— WHAT YOU WILL DO —
1. In the film excerpt, what did the trading cards behind The Garbage Pail Kids Movie parody?
2. Transcribe the part of the film excerpt from "Unbeknownst to the" to "the Copabanana nightclub.".

— PAGE EXCERPT —
----------

10 'The Garbage Pail Kids Movie' (1987)

The characters from The Garbage Pail Kids Movie Image via Atlantic Releasing

Dodger (Mackenzie Astin) is a kid who works for the eccentric antique shop owner Captain Manzini (Anthony Newley), who warns Dodger never to open a mysterious garbage can. The can is eventually opened when a gang of bullies led by Juice (Ron MacLachlan) accosts Dodger, releasing the Garbage Pail Kids, a group of mutant children who revel in being gross and destructive. Dodger befriends the kids and, after he learns they have a talent for sewing clothes, uses them to help him impress Tangerine (Katie Barberi), one of his bullies who sells clothes for a living, whom he has a crush on.

The Garbage Pail Kids Movie is based on the trading cards of the same name that parodied the Cabbage Patch Kids dolls. Shockingly, the premise of kids who do gross things didn't translate well into live action, with the animatronics used to create the Garbage Pail Kids only making things worse. The story isn't much better than the visuals, with the kid's horrible actions ruining the message about inner beauty, and the presence of the State Home for the Ugly, which rounds up and kills ugly people on the regular.

9 'War of the Worlds (2025)

Ice Cube looks shocked Image via: Prime Video

Will Radford (Ice Cube) is a DHS agent who operates a surveillance program that can spy on anyone in the world, but has an estranged relationship with his children. One day, while trying to track down a hacker called Disruptor, the Earth is invaded by aliens piloting giant war machines. Between trying to help the world's armies coordinate against the aliens, Will also uses the surveillance program to keep his kids safe, and learns some shocking revelations about both his family and the government.

H. G. Wells would rage if he could see Amazon's bastardization of his story. War of the Worlds replaces the original's genre-defining themes that have influenced countless science fiction stories with wall-to-wall product placements and a confusing message about how reliant on data humanity is. Most egregiously, the film is told through a collection of surveillance footage and online video calls accessed by Will, meaning that we don't get a good look at the conflict with the aliens and instead are forced to endure Ice Cube's terrible performance without respite.

8 'Foodfight!' (2012)

Mr. Clipboard with Leonard Image via Viva Pictures

Unbeknownst to the humans who shop at Marketopolis, the various company mascots come to life when nobody is around and live in their own society. However, things turn for the worse when a new generic product called Brand X is brought into the store, its mascot, Lady X (Eva Longoria), begins a hostile takeover of the mascot world. Their only hope is Dex Dogtective (Charlie Sheen), a ceral mascot and operator of the Copabanana nightclub.

Foodfight! lingered in production hell for nearly a decade, and when you see the film, you'll wish it had stayed there. The CGI is repulsive, the plot feels like an excuse to shove as much product placement in your face as humanly possible, and the characters are the sort to make you wish you were rendered blind and deaf. Shockingly, the film somehow managed to cost at least $45 million, which makes things even worse, because all that money went to waste on such an abysmal product.

7 'Leonard Part 6' (1987)

----------

— RECORDS PROVIDED —
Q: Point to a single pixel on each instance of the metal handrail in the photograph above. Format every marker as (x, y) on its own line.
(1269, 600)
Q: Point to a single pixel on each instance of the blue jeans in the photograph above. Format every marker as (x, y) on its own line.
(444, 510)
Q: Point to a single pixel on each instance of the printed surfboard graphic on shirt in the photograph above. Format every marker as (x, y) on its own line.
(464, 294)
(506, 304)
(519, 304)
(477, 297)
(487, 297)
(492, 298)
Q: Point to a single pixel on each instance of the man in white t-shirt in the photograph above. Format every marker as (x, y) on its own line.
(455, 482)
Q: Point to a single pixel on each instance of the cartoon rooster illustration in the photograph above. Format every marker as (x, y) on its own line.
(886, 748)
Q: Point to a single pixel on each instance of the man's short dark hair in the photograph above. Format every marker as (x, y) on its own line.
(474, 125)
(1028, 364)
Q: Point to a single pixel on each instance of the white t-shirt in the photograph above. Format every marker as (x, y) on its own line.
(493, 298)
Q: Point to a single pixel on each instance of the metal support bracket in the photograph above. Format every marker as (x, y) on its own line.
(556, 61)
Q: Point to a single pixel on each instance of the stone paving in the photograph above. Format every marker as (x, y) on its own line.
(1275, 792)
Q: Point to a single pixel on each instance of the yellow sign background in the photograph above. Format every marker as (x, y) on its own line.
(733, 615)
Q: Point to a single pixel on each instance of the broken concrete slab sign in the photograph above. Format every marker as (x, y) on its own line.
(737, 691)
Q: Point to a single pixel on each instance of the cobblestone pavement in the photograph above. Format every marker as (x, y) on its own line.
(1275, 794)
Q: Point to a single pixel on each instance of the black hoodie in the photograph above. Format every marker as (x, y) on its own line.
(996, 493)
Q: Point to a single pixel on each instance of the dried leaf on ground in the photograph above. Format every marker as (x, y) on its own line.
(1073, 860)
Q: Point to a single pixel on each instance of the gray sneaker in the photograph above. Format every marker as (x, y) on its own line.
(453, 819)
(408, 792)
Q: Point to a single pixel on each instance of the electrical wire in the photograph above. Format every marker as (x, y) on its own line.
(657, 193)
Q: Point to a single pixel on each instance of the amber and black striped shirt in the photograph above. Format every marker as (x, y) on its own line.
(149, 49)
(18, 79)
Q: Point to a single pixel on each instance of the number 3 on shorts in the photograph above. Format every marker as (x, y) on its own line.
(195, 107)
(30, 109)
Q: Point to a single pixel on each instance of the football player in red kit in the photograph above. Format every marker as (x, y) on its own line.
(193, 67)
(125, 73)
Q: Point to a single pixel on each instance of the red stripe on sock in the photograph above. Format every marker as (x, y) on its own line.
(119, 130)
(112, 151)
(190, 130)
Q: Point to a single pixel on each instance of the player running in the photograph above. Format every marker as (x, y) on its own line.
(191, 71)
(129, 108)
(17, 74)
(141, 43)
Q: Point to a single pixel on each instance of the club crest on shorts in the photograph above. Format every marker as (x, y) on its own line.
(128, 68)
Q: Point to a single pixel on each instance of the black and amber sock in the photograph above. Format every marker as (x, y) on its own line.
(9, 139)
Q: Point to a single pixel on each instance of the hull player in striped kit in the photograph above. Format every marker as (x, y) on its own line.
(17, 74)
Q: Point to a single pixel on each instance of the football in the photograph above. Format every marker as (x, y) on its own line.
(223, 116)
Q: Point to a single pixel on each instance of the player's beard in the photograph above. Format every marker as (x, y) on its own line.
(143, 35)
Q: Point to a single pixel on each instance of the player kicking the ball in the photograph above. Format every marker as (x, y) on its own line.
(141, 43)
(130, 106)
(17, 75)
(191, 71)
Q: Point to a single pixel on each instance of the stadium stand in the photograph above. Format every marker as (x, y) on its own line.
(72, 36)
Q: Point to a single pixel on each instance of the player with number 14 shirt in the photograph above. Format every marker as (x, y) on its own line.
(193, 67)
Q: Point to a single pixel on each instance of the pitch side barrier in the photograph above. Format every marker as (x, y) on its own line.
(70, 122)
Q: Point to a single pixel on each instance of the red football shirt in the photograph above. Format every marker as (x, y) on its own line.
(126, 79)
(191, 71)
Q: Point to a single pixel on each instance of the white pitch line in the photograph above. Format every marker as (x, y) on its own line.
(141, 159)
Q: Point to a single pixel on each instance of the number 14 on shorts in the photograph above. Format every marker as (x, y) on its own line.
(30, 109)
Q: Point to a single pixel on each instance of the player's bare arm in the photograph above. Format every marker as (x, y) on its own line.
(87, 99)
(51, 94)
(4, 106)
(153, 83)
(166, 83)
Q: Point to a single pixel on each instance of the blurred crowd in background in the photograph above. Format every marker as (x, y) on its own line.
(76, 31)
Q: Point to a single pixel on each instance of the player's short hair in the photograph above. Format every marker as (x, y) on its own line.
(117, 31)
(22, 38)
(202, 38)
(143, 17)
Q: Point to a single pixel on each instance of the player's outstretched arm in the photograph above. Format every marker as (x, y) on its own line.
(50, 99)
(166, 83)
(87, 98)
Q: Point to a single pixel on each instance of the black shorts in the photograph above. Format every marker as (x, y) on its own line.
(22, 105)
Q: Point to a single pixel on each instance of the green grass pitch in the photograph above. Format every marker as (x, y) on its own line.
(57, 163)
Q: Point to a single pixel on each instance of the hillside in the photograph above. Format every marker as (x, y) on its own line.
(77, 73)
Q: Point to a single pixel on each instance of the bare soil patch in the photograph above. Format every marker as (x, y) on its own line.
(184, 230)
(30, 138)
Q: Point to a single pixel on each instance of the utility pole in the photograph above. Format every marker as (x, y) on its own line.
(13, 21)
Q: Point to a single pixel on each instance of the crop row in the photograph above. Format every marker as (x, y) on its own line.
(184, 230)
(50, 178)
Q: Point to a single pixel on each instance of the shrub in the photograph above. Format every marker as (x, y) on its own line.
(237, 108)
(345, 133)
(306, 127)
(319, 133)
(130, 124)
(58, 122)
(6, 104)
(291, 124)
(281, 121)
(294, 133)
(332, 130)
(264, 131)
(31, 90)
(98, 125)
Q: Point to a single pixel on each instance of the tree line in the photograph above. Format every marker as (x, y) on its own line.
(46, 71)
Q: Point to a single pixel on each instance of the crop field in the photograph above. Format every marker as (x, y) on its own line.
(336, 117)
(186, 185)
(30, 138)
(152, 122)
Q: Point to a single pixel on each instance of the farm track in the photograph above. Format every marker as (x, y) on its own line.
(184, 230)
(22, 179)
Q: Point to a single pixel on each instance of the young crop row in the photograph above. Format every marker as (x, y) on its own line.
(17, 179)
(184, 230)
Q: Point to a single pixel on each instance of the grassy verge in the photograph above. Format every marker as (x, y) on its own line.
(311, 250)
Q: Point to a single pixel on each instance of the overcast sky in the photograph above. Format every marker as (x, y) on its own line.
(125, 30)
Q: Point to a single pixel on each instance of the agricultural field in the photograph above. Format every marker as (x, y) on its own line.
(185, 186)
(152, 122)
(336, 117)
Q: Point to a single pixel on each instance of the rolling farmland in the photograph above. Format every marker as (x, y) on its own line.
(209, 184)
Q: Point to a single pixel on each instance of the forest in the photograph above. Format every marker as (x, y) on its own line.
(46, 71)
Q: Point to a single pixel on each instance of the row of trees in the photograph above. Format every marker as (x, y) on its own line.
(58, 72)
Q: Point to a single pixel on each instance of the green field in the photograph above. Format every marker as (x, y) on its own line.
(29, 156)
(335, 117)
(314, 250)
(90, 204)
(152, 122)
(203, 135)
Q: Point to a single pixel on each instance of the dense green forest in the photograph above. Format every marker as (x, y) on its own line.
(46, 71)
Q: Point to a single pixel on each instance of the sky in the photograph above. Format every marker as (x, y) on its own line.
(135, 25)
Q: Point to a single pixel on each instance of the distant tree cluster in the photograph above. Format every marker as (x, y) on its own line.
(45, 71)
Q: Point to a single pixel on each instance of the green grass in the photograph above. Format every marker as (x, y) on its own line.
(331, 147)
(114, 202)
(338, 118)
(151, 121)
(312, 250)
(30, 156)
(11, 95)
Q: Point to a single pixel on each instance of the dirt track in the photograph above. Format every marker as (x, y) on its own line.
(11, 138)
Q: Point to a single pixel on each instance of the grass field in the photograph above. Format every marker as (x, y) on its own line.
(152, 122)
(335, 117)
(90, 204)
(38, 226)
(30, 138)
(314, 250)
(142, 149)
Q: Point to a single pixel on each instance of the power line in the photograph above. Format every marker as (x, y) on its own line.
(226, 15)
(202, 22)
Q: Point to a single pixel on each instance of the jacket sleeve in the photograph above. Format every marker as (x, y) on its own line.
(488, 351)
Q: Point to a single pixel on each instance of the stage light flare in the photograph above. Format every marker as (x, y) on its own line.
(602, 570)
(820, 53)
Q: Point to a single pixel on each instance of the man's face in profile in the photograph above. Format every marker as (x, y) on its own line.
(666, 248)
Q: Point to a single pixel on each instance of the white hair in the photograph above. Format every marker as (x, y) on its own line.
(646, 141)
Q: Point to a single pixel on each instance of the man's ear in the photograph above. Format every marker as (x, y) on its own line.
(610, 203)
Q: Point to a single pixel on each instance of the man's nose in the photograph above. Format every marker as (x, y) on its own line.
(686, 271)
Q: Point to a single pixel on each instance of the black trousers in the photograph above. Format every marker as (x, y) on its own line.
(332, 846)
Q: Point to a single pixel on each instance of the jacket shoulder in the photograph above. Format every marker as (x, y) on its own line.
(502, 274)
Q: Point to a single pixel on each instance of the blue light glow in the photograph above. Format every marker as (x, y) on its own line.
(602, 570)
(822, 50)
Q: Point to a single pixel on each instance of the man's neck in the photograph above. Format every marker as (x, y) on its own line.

----------

— ANSWERS BY ITEM NUMBER —
1. The Cabbage Patch Kids dolls.

2.
Unbeknownst to the humans who shop at Marketopolis, the various company mascots come to life when nobody is around and live in their own society. However, things turn for the worse when a new generic product called Brand X is brought into the store, its mascot, Lady X (Eva Longoria), begins a hostile takeover of the mascot world. Their only hope is Dex Dogtective (Charlie Sheen), a ceral mascot and operator of the Copabanana nightclub.